▶ **Goal of the exercise**
What you return should be every line of the material, unchanged.

Top of Recorded data

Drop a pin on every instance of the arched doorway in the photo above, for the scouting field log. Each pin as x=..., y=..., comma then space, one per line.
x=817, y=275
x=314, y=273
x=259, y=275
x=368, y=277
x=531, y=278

Bottom of Recorded data

▶ **Completed exercise**
Drop a pin on every instance of the arched doorway in the photo above, for the scouting field log. Each pin as x=..., y=..., comma then space, one per line.
x=817, y=275
x=314, y=273
x=259, y=275
x=368, y=277
x=531, y=278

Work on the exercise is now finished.